● Assigned task: Return all the entries. Match them word for word.

◇ ◇ ◇ ◇ ◇

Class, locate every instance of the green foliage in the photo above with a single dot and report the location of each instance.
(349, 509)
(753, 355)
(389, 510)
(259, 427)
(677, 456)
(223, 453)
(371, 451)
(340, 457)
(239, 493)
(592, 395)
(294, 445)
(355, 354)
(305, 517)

◇ ◇ ◇ ◇ ◇

● Exercise solution:
Class, locate every instance of the green foliage in the photo above with a single dot and report the location of each instance.
(349, 509)
(753, 355)
(389, 510)
(259, 427)
(677, 456)
(223, 453)
(371, 451)
(340, 457)
(239, 493)
(592, 395)
(294, 445)
(355, 354)
(305, 517)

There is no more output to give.